┌────────
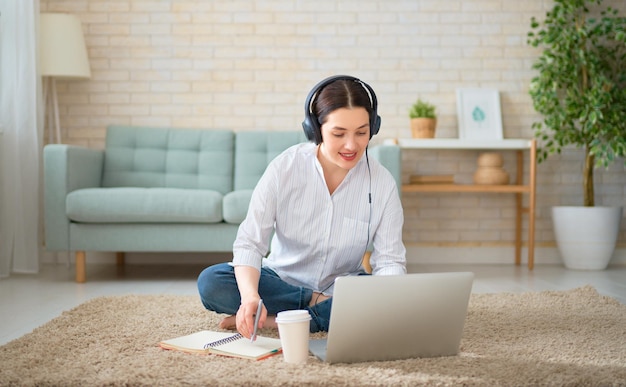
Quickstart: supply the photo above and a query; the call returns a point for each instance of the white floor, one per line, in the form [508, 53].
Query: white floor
[28, 301]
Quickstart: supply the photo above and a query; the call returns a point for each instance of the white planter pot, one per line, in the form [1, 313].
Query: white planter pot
[586, 236]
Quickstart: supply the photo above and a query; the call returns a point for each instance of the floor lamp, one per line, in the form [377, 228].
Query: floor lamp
[63, 55]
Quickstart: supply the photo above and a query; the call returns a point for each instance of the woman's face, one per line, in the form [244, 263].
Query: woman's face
[345, 136]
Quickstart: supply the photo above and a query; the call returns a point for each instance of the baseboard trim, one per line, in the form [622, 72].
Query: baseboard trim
[416, 254]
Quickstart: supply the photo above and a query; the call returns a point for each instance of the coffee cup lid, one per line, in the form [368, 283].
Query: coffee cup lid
[288, 316]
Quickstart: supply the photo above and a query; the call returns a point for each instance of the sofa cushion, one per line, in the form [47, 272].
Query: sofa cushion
[144, 205]
[164, 157]
[236, 205]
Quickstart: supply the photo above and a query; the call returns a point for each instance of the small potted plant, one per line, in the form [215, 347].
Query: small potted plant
[423, 119]
[580, 91]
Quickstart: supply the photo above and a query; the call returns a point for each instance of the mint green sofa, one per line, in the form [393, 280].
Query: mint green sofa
[160, 189]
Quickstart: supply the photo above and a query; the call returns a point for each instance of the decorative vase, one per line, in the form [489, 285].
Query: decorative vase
[490, 171]
[586, 236]
[423, 127]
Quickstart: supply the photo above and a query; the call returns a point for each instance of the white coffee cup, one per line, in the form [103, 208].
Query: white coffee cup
[293, 329]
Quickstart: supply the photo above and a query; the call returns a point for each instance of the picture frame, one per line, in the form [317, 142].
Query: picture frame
[479, 114]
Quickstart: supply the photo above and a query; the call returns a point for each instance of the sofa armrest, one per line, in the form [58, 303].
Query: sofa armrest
[389, 156]
[66, 169]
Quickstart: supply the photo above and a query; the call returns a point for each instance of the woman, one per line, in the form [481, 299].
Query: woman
[326, 203]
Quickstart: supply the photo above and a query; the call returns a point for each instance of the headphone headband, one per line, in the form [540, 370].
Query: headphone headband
[311, 125]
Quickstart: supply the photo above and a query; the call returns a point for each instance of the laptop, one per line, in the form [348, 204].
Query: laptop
[378, 318]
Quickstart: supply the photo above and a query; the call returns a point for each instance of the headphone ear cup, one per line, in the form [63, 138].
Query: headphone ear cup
[310, 131]
[375, 127]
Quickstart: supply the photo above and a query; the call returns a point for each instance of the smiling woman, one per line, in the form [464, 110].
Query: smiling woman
[324, 203]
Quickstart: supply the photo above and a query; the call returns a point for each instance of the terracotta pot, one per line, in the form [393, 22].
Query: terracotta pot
[491, 176]
[423, 127]
[490, 159]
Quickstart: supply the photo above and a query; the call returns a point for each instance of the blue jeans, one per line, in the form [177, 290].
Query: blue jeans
[219, 293]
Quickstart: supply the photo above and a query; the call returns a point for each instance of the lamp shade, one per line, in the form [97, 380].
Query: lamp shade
[63, 53]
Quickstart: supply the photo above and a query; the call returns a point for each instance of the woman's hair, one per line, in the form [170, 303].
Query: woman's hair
[342, 93]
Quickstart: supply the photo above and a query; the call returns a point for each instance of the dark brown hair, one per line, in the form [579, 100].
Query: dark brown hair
[341, 94]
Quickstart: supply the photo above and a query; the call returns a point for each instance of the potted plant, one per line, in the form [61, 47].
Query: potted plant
[580, 90]
[423, 119]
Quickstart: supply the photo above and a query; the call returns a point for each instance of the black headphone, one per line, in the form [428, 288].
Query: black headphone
[311, 125]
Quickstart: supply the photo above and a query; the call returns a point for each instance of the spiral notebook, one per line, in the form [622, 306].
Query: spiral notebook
[225, 344]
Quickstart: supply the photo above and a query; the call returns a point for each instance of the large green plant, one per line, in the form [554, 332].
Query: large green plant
[581, 87]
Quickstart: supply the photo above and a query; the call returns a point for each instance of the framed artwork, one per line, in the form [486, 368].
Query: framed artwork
[479, 114]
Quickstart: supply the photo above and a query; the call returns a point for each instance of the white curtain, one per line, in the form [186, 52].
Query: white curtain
[21, 120]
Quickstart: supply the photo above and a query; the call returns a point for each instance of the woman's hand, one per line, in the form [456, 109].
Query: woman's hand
[248, 284]
[247, 314]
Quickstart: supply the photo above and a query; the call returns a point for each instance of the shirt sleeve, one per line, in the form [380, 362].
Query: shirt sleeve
[389, 254]
[253, 236]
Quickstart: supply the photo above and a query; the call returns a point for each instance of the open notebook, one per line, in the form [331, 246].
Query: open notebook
[224, 343]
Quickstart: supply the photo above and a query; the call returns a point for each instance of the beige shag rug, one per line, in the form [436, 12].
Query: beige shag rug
[573, 337]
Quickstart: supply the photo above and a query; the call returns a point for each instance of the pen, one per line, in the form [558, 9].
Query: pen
[256, 320]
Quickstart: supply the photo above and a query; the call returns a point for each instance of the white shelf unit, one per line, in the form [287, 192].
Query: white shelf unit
[518, 188]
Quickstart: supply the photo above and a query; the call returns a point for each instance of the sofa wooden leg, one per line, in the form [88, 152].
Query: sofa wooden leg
[81, 276]
[366, 262]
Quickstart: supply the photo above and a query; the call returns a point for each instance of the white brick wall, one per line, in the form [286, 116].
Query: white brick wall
[249, 64]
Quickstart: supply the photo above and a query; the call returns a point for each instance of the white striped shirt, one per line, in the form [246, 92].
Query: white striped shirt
[319, 236]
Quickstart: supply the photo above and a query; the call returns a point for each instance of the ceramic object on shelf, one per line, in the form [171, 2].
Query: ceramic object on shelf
[490, 171]
[423, 127]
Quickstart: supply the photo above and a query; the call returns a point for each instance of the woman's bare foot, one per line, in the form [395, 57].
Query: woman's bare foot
[317, 298]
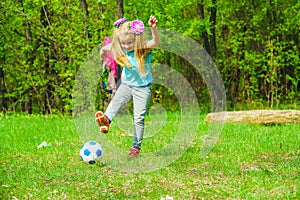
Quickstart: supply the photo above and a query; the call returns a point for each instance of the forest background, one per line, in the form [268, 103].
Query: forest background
[254, 44]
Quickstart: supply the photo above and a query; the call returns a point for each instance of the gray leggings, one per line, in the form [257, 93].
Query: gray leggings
[140, 96]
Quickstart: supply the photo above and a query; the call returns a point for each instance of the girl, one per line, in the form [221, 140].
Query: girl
[134, 54]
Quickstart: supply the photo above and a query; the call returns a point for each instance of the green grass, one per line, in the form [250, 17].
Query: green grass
[248, 162]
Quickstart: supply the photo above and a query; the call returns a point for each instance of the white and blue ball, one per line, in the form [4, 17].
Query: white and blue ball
[91, 152]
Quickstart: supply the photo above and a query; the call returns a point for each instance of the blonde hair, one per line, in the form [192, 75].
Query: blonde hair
[140, 50]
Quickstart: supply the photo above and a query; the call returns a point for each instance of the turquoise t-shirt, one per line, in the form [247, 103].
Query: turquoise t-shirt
[132, 77]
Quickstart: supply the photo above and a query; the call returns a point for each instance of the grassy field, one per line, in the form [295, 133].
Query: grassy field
[247, 162]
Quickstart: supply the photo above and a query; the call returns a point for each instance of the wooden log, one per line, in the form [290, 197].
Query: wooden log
[267, 117]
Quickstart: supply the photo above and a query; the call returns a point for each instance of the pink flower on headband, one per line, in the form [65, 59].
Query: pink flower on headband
[119, 22]
[137, 26]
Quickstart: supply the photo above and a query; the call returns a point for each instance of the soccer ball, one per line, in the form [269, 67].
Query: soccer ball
[91, 152]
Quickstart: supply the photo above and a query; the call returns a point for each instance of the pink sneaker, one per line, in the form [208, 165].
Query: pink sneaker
[134, 152]
[102, 121]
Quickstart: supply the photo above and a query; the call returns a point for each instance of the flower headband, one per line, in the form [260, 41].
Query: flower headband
[136, 26]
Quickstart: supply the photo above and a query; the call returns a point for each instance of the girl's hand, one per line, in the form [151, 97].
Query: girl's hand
[152, 22]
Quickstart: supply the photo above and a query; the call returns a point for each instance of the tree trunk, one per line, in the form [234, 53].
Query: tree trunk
[200, 13]
[213, 17]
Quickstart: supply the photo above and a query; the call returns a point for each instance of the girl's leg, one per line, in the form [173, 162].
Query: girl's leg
[141, 97]
[123, 95]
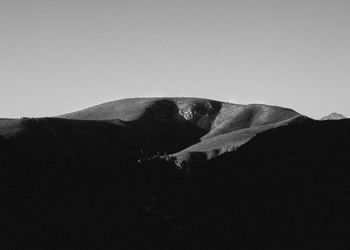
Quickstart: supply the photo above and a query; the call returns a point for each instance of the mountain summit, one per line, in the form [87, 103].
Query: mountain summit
[333, 116]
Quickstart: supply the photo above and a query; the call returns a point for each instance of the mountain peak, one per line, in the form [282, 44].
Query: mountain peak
[333, 116]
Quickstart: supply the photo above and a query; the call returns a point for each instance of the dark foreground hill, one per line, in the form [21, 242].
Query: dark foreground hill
[93, 183]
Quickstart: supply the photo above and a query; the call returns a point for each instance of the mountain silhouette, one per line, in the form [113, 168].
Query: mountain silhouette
[171, 173]
[333, 116]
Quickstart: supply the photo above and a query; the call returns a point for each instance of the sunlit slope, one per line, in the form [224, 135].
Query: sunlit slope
[218, 127]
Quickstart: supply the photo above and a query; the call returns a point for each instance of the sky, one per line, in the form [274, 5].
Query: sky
[59, 56]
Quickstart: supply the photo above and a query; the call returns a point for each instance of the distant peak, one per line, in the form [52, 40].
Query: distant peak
[333, 116]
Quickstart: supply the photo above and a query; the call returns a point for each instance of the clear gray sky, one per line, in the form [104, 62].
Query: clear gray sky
[58, 56]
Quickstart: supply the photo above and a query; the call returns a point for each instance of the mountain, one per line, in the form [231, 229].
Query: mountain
[333, 116]
[171, 173]
[220, 127]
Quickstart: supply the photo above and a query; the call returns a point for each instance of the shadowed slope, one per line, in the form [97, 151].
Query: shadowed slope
[218, 127]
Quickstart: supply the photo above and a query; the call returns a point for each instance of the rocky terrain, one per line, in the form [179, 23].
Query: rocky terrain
[333, 116]
[171, 173]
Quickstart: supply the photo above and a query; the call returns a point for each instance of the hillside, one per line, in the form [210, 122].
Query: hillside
[79, 184]
[333, 116]
[218, 127]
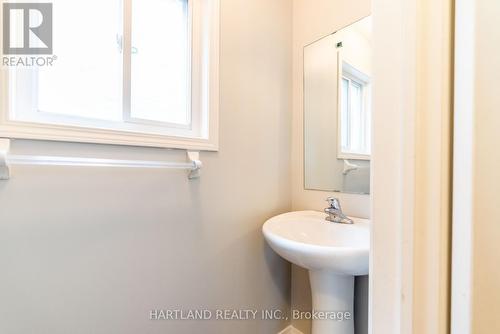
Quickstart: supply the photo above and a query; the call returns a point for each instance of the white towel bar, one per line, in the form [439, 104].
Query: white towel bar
[6, 159]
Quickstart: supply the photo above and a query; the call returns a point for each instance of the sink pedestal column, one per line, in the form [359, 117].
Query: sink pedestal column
[333, 295]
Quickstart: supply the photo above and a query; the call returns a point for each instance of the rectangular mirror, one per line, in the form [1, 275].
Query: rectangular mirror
[337, 110]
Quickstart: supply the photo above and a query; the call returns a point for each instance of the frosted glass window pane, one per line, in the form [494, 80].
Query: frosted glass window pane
[86, 79]
[356, 118]
[160, 61]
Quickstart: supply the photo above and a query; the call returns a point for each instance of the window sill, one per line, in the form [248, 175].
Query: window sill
[22, 130]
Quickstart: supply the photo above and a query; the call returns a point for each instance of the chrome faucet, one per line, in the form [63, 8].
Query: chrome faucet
[335, 214]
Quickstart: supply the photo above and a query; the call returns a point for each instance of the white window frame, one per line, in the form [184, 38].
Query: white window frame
[346, 71]
[204, 30]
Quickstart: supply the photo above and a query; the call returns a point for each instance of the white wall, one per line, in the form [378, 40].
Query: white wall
[87, 250]
[313, 19]
[486, 167]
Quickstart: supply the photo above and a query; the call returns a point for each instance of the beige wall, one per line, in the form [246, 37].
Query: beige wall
[486, 185]
[313, 19]
[87, 250]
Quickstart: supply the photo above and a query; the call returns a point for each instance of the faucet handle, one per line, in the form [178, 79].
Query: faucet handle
[334, 203]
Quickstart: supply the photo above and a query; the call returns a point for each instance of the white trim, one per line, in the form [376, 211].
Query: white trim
[208, 89]
[290, 330]
[462, 284]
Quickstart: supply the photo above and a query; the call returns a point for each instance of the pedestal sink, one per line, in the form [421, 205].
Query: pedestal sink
[333, 253]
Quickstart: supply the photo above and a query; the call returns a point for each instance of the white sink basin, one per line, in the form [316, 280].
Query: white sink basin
[334, 253]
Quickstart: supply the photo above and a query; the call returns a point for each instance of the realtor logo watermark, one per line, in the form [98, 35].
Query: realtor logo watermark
[27, 34]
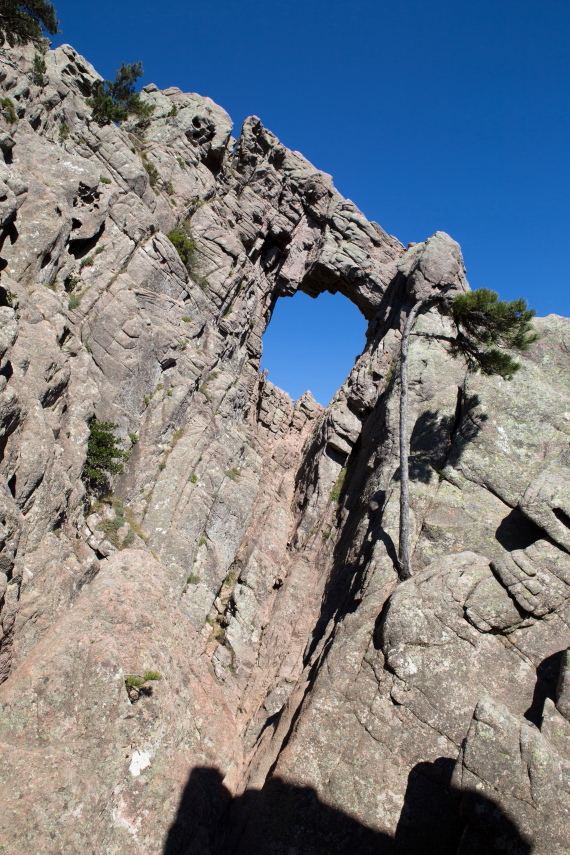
└────────
- WHAT THE TASK REQUIRES: Count the lines in the entries above that contain the string "brick", and reply with the number alone.

- FINISHED EXERCISE: 2